Extracted records

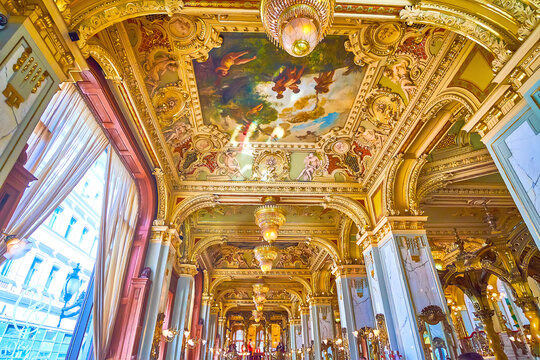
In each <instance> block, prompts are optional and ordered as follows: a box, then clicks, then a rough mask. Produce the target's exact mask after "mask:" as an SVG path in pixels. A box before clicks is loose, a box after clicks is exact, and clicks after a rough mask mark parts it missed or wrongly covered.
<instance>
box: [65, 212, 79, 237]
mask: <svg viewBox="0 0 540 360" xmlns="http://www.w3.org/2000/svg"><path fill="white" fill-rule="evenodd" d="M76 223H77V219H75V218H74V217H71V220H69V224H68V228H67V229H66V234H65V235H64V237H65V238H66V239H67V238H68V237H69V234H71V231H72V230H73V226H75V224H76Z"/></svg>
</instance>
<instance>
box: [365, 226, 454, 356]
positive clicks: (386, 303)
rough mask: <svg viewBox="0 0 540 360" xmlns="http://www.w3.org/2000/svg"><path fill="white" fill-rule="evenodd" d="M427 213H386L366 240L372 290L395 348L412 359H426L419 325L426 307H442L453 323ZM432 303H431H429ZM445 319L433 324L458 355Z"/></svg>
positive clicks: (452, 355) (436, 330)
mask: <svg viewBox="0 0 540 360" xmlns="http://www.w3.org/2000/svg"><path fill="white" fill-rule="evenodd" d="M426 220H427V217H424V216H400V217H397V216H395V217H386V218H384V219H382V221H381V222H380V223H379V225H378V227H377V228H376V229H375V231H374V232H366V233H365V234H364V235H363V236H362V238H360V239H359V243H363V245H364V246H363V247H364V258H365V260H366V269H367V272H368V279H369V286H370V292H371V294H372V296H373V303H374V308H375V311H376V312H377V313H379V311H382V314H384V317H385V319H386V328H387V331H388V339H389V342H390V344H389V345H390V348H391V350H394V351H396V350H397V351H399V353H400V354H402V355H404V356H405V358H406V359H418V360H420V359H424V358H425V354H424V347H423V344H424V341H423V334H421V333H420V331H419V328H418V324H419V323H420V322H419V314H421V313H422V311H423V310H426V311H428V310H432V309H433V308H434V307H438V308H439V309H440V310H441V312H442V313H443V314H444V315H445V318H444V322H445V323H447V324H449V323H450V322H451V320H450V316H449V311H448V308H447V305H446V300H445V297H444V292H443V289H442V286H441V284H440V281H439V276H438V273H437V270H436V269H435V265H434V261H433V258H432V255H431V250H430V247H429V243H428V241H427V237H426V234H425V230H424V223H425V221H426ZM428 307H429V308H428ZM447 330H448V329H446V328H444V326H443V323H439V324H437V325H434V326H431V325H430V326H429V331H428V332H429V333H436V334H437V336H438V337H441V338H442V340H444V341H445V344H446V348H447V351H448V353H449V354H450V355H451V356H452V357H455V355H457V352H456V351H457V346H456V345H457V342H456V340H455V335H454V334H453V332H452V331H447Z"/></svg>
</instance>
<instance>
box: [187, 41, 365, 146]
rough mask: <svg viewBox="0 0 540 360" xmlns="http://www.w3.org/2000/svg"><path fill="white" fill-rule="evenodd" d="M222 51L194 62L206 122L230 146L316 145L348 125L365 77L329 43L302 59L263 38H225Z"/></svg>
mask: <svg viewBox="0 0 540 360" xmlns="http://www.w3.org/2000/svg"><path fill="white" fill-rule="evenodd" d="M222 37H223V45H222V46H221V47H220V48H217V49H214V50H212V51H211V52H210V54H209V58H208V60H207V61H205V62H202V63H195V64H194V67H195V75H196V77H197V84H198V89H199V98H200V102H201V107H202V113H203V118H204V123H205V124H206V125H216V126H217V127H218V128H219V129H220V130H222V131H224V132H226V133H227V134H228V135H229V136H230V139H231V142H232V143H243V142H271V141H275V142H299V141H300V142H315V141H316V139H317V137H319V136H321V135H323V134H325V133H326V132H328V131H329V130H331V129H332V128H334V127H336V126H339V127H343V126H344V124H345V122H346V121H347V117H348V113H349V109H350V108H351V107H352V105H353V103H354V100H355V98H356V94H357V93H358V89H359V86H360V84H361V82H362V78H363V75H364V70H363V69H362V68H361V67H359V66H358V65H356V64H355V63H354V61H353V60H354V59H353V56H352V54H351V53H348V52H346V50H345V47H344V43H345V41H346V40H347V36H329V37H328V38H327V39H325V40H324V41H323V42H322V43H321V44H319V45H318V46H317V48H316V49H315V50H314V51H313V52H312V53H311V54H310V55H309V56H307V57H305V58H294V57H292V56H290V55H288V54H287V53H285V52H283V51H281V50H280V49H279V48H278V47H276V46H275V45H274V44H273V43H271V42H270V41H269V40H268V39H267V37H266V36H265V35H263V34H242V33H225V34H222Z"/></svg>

ACTIVITY: When you reach the line containing "box: [365, 226, 454, 356]" in the data above, start copying exactly, and stop after the line containing "213H386L366 240L372 290L395".

TASK RESULT:
box: [365, 226, 454, 356]
positive clicks: (386, 303)
rough mask: <svg viewBox="0 0 540 360" xmlns="http://www.w3.org/2000/svg"><path fill="white" fill-rule="evenodd" d="M427 213H386L366 240L372 290L395 348L412 359H426L419 325L426 307H442L453 323ZM432 303H431H429ZM445 319L433 324L458 355Z"/></svg>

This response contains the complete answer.